--- Your assignment ---
According to the abstract comparing S/MAR prediction tools below, what simple rule is generally competitive with other methods?

A comparative study of S/MAR prediction tools
1 School of Crystallography, Birkbeck College, Malet Street, London, WC1E 7HX, UK
2 Functional Genomics Laboratory, Wolfson Institute for Biomedical Research, University College London, The Cruciform Building, Gower Street, London WC1E 6AU, UK
BMC Bioinformatics 2007, 8:71 doi:10.1186/1471-2105-8-71Published: 2 March 2007
S/MARs are regions of the DNA that are attached to the nuclear matrix. These regions are known to affect substantially the expression of genes. The computer prediction of S/MARs is a highly significant task which could contribute to our understanding of chromatin organisation in eukaryotic cells, the number and distribution of boundary elements, and the understanding of gene regulation in eukaryotic cells. However, while a number of S/MAR predictors have been proposed, their accuracy has so far not come under scrutiny.
We have selected S/MARs with sufficient experimental evidence and used these to evaluate existing methods of S/MAR prediction. Our main results are: 1.) all existing methods have little predictive power, 2.) a simple rule based on AT-percentage is generally competitive with other methods, 3.) in practice, the different methods will usually identify different sub-sequences as S/MARs, 4.) more research on the H-Rule would be valuable.

--- Given entries ---

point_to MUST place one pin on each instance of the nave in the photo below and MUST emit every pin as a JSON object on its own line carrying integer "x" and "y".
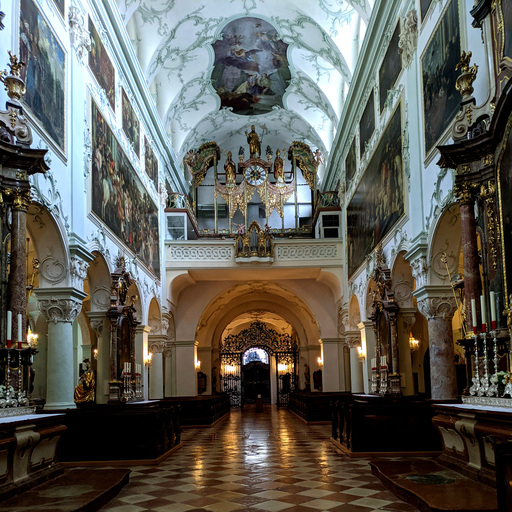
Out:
{"x": 256, "y": 461}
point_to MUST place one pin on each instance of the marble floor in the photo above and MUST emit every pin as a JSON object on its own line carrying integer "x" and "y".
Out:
{"x": 268, "y": 461}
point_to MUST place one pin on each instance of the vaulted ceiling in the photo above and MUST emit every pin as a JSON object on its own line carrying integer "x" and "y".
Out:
{"x": 216, "y": 67}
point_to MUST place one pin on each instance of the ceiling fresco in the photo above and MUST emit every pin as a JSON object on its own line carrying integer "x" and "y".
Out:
{"x": 215, "y": 68}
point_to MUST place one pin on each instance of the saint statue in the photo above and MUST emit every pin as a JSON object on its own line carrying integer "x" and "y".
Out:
{"x": 230, "y": 169}
{"x": 254, "y": 143}
{"x": 84, "y": 392}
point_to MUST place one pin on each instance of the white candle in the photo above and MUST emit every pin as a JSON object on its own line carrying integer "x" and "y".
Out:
{"x": 20, "y": 326}
{"x": 493, "y": 306}
{"x": 9, "y": 325}
{"x": 482, "y": 310}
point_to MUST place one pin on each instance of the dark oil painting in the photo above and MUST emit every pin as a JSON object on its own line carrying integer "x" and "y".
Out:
{"x": 44, "y": 73}
{"x": 118, "y": 197}
{"x": 151, "y": 163}
{"x": 378, "y": 201}
{"x": 367, "y": 124}
{"x": 350, "y": 164}
{"x": 251, "y": 70}
{"x": 424, "y": 5}
{"x": 441, "y": 101}
{"x": 101, "y": 66}
{"x": 390, "y": 67}
{"x": 131, "y": 125}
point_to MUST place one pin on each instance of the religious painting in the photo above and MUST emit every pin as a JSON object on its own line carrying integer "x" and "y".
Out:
{"x": 131, "y": 125}
{"x": 44, "y": 73}
{"x": 367, "y": 124}
{"x": 390, "y": 67}
{"x": 151, "y": 163}
{"x": 119, "y": 198}
{"x": 441, "y": 101}
{"x": 60, "y": 6}
{"x": 251, "y": 70}
{"x": 350, "y": 164}
{"x": 101, "y": 66}
{"x": 424, "y": 6}
{"x": 378, "y": 201}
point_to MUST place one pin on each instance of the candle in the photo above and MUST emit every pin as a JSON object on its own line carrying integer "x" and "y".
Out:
{"x": 9, "y": 328}
{"x": 493, "y": 309}
{"x": 482, "y": 310}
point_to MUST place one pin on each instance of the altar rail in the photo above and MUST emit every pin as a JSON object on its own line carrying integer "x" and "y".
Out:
{"x": 203, "y": 411}
{"x": 368, "y": 424}
{"x": 315, "y": 407}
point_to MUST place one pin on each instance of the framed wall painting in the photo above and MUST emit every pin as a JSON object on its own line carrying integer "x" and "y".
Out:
{"x": 378, "y": 201}
{"x": 150, "y": 162}
{"x": 44, "y": 73}
{"x": 367, "y": 123}
{"x": 131, "y": 125}
{"x": 390, "y": 67}
{"x": 350, "y": 164}
{"x": 118, "y": 197}
{"x": 441, "y": 101}
{"x": 101, "y": 66}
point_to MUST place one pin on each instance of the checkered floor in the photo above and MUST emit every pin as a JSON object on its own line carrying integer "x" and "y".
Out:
{"x": 269, "y": 461}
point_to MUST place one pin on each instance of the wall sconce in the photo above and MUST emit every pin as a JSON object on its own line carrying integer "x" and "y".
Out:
{"x": 32, "y": 339}
{"x": 414, "y": 344}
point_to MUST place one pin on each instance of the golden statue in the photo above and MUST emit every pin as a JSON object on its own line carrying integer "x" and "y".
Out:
{"x": 254, "y": 143}
{"x": 230, "y": 169}
{"x": 84, "y": 392}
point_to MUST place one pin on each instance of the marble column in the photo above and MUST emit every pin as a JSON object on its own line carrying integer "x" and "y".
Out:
{"x": 437, "y": 304}
{"x": 102, "y": 330}
{"x": 186, "y": 378}
{"x": 353, "y": 339}
{"x": 156, "y": 372}
{"x": 17, "y": 281}
{"x": 60, "y": 306}
{"x": 368, "y": 340}
{"x": 472, "y": 281}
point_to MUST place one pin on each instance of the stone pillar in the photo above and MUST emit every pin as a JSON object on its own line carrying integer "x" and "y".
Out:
{"x": 186, "y": 379}
{"x": 368, "y": 341}
{"x": 141, "y": 352}
{"x": 472, "y": 281}
{"x": 156, "y": 372}
{"x": 60, "y": 306}
{"x": 353, "y": 339}
{"x": 170, "y": 356}
{"x": 17, "y": 281}
{"x": 438, "y": 305}
{"x": 405, "y": 322}
{"x": 97, "y": 319}
{"x": 332, "y": 353}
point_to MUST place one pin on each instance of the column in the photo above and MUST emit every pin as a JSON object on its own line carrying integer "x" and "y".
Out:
{"x": 170, "y": 386}
{"x": 332, "y": 353}
{"x": 60, "y": 306}
{"x": 405, "y": 322}
{"x": 141, "y": 352}
{"x": 353, "y": 340}
{"x": 17, "y": 281}
{"x": 97, "y": 319}
{"x": 472, "y": 282}
{"x": 156, "y": 372}
{"x": 438, "y": 305}
{"x": 186, "y": 379}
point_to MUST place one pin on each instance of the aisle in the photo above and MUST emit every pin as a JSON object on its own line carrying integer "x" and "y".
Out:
{"x": 268, "y": 461}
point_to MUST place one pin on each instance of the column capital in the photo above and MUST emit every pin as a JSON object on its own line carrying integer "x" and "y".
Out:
{"x": 436, "y": 302}
{"x": 60, "y": 304}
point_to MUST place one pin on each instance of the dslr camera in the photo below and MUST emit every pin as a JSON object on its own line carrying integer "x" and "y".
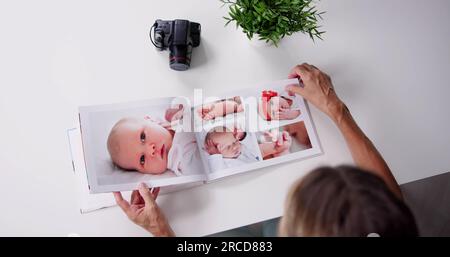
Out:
{"x": 179, "y": 36}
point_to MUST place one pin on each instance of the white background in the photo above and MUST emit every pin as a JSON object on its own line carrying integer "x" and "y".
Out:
{"x": 389, "y": 61}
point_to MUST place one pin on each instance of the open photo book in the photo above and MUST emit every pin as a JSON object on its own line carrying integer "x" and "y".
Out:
{"x": 176, "y": 141}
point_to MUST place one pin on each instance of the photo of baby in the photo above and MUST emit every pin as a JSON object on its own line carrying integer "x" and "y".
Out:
{"x": 278, "y": 105}
{"x": 217, "y": 111}
{"x": 285, "y": 140}
{"x": 225, "y": 147}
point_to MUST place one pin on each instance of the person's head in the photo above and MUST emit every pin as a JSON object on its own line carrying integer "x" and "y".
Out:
{"x": 221, "y": 140}
{"x": 345, "y": 201}
{"x": 139, "y": 144}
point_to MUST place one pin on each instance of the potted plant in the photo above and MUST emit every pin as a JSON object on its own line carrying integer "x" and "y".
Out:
{"x": 271, "y": 20}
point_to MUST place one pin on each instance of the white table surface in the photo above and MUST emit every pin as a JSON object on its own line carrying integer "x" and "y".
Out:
{"x": 389, "y": 60}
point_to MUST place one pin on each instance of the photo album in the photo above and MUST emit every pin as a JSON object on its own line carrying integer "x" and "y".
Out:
{"x": 176, "y": 141}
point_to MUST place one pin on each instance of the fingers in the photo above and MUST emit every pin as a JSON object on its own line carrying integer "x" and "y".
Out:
{"x": 155, "y": 192}
{"x": 123, "y": 204}
{"x": 136, "y": 197}
{"x": 146, "y": 194}
{"x": 294, "y": 88}
{"x": 299, "y": 71}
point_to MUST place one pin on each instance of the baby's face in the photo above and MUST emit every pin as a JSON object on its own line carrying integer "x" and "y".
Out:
{"x": 227, "y": 144}
{"x": 144, "y": 146}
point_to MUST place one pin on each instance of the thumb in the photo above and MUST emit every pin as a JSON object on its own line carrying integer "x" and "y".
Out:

--- Answer space ---
A simple rule based on AT-percentage.